(Dataset excerpts)

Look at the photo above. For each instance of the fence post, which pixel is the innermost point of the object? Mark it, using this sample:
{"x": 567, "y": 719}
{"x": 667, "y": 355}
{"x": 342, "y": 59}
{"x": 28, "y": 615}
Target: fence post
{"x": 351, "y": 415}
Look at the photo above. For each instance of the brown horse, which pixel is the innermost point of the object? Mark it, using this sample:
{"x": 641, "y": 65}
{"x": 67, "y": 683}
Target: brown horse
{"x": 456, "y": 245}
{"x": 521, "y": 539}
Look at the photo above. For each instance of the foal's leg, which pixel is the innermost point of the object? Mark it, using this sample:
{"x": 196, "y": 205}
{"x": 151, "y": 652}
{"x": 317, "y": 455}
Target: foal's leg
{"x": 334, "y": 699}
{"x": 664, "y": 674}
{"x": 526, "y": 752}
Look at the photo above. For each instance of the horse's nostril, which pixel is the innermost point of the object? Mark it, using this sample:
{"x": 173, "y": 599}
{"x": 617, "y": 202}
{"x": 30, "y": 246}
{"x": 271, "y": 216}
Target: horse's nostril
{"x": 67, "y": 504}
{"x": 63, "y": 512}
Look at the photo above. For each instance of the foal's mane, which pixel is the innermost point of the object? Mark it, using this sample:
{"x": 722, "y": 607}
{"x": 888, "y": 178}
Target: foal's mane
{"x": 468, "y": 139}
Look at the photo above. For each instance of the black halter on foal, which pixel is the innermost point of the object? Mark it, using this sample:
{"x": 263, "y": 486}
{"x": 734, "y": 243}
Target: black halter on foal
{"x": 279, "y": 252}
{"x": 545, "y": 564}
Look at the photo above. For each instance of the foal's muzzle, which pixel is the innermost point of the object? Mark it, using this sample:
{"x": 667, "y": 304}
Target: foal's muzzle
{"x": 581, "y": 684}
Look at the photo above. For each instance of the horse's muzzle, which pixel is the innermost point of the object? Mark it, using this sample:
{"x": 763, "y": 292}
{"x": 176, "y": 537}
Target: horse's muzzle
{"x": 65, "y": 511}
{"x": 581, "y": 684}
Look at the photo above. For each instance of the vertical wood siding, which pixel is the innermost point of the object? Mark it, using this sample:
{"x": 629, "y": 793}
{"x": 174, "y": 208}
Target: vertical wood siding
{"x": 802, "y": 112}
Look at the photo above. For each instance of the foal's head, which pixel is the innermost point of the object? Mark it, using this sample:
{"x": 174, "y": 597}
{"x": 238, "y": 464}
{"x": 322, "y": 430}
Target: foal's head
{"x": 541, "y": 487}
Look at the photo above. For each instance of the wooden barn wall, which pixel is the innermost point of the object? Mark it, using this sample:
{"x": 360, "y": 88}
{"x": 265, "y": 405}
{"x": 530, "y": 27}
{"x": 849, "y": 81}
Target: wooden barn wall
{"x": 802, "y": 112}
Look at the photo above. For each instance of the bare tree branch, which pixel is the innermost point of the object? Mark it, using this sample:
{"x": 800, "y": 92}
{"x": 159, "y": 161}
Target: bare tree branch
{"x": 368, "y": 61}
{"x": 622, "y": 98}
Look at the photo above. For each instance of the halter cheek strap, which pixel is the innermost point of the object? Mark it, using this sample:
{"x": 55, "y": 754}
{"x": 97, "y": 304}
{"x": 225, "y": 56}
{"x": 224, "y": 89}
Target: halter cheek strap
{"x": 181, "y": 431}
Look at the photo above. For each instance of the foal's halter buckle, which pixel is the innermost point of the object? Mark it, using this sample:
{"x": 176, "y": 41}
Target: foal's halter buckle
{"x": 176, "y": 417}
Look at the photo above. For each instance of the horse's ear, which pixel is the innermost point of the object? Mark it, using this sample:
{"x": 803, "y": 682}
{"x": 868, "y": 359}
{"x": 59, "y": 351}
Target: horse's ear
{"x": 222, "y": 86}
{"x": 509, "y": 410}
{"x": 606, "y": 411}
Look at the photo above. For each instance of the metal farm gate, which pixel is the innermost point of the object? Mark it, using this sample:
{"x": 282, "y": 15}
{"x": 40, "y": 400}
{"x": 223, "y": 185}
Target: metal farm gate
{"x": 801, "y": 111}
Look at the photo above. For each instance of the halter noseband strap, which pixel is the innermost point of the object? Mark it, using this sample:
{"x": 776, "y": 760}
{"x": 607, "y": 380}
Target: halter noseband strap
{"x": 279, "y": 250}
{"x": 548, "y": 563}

(End Dataset excerpts)

• Problem to solve
Write out every entry again, keeping each line exactly the same.

• Worked solution
Look at the photo above. For each instance of the fence post, which pixel is the innermost point of the object? Mark it, using this sample:
{"x": 567, "y": 719}
{"x": 667, "y": 355}
{"x": 342, "y": 59}
{"x": 28, "y": 615}
Target: fence post
{"x": 351, "y": 415}
Look at the photo above. For each instance of the brown horse, which pixel is the innermost point of the object? Mark it, using this sample:
{"x": 641, "y": 65}
{"x": 67, "y": 683}
Target: brown horse
{"x": 456, "y": 245}
{"x": 521, "y": 539}
Look at the photo above. For each instance of the foal's leg, which pixel is the innermost point of the object? Mark it, using this sample:
{"x": 196, "y": 205}
{"x": 151, "y": 652}
{"x": 317, "y": 455}
Target: foal's leg
{"x": 334, "y": 699}
{"x": 664, "y": 674}
{"x": 526, "y": 752}
Look at the photo above. For each instance of the horse's nostril, which pixel is the innermost point of the object? Mark it, using this sample:
{"x": 173, "y": 599}
{"x": 617, "y": 202}
{"x": 30, "y": 246}
{"x": 271, "y": 216}
Target: horse's nostril
{"x": 67, "y": 504}
{"x": 63, "y": 512}
Look at the photo above. For each instance of the foal's mane, which pixel is the innermost point of the object? Mark it, using this sample:
{"x": 722, "y": 607}
{"x": 888, "y": 178}
Target: foal's mane
{"x": 468, "y": 139}
Look at the photo above. For each instance of the black halter on foal, which pixel is the innermost point of the object? Mark it, using this sample:
{"x": 263, "y": 486}
{"x": 734, "y": 243}
Target: black halter on foal
{"x": 279, "y": 252}
{"x": 545, "y": 564}
Look at the photo above. For each instance of the foal's muzzle, which pixel is the innermost point of the object? Mark it, using this sample:
{"x": 667, "y": 304}
Target: foal's muzzle
{"x": 581, "y": 684}
Look at the photo above. For each instance of the horse's muzzle, which pixel is the innermost point of the object? Mark it, using this sample:
{"x": 763, "y": 292}
{"x": 176, "y": 537}
Target: horse's muzzle
{"x": 65, "y": 511}
{"x": 581, "y": 684}
Look at the photo above. For each instance of the vertical wood siding, which pixel is the innermost point of the object? Mark it, using this sample:
{"x": 629, "y": 793}
{"x": 174, "y": 208}
Target: vertical wood siding
{"x": 802, "y": 112}
Look at the photo above. For each instance of the foal's head, which pixel is the innermost point of the object? Mark it, using this sample:
{"x": 174, "y": 597}
{"x": 238, "y": 464}
{"x": 322, "y": 430}
Target: foal's head
{"x": 541, "y": 487}
Look at the photo above. For each instance of the wooden barn wall, which pixel is the innermost point of the object? Mark it, using this sample:
{"x": 360, "y": 88}
{"x": 265, "y": 405}
{"x": 530, "y": 27}
{"x": 849, "y": 81}
Target: wooden barn wall
{"x": 802, "y": 112}
Look at the photo above. For each instance of the bare tree branch, which pixel is the innermost point of the object? Mark it, using this sample:
{"x": 800, "y": 92}
{"x": 159, "y": 161}
Target: bare tree branch
{"x": 368, "y": 61}
{"x": 622, "y": 98}
Look at the photo above. For each instance of the halter cheek strap, which pixel is the innermost point of the object? Mark it, using this sample:
{"x": 55, "y": 754}
{"x": 97, "y": 304}
{"x": 225, "y": 56}
{"x": 224, "y": 89}
Target: halter cheek strap
{"x": 181, "y": 431}
Look at the photo above. For each instance of the foal's halter buckle, which pixel is the innermost point of the object? Mark it, using this sample:
{"x": 176, "y": 41}
Target: foal's halter buckle
{"x": 176, "y": 417}
Look at the photo above. For each instance of the horse's ear, which pixel is the innermost point of the object? Mark it, using this sample:
{"x": 803, "y": 682}
{"x": 868, "y": 359}
{"x": 59, "y": 351}
Target: horse's ear
{"x": 222, "y": 86}
{"x": 509, "y": 410}
{"x": 606, "y": 411}
Look at the photo above. For each instance of the metal farm gate, which pixel is the innermost point of the object? Mark it, using this sample:
{"x": 282, "y": 15}
{"x": 40, "y": 400}
{"x": 223, "y": 185}
Target: metal farm gate
{"x": 801, "y": 111}
Look at the photo above. For each instance of the halter noseband strap, which pixel is the innermost point of the object? Mark it, using this sample:
{"x": 776, "y": 760}
{"x": 607, "y": 380}
Target: halter noseband strap
{"x": 279, "y": 250}
{"x": 548, "y": 563}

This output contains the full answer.